If an entry holds a picture, leave the picture out and output everything else exactly.

=== Begin Enclosure ===

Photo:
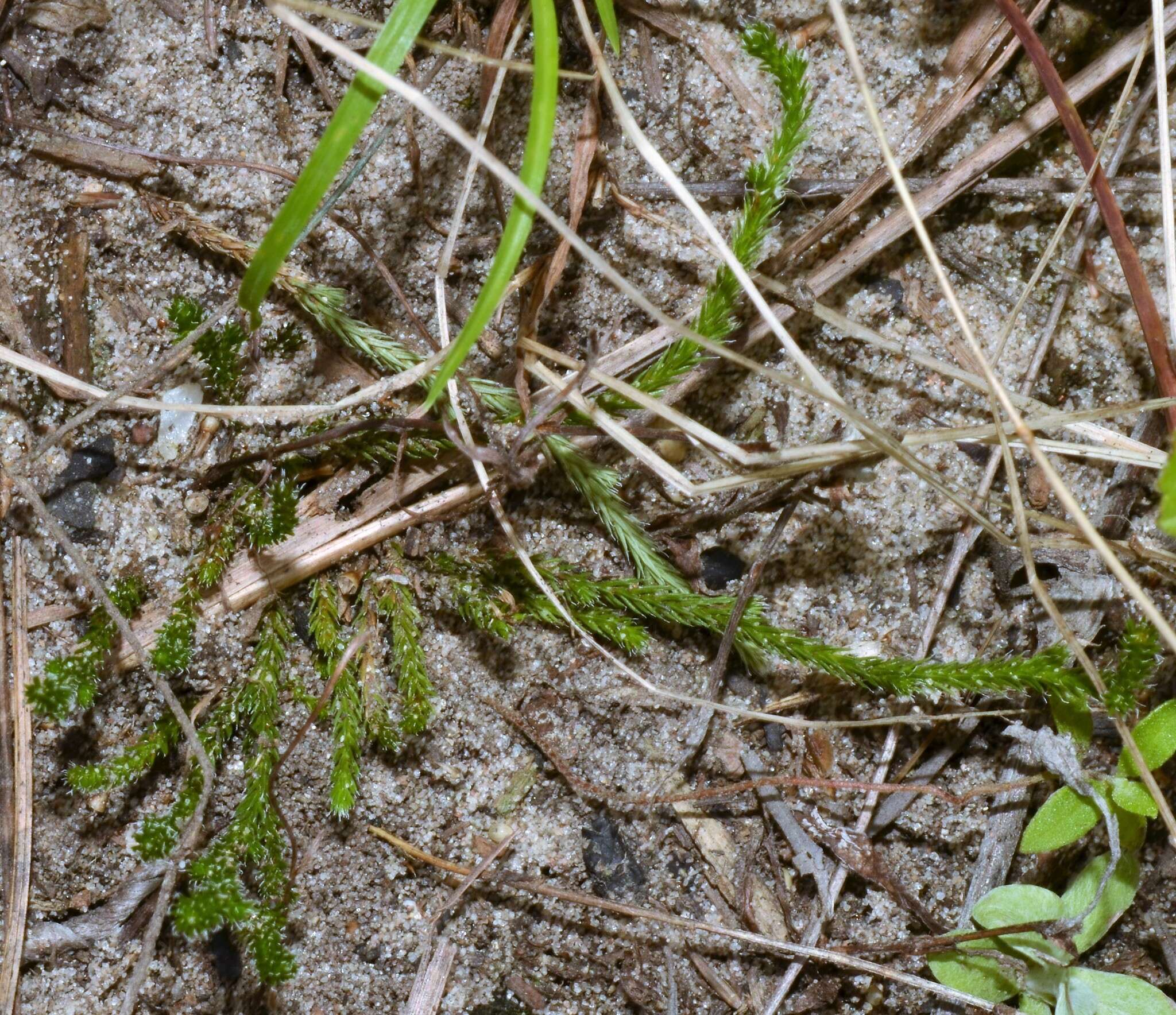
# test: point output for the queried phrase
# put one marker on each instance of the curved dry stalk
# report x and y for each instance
(113, 400)
(445, 261)
(697, 926)
(425, 105)
(1001, 396)
(192, 739)
(1166, 165)
(1060, 230)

=== End Enclosure ===

Answer box:
Photo:
# test: point output for the queried phrase
# put one marker on each instance of the curved dry stalk
# report x and y for each instance
(113, 400)
(445, 261)
(697, 926)
(425, 105)
(1001, 396)
(192, 739)
(1166, 165)
(1060, 230)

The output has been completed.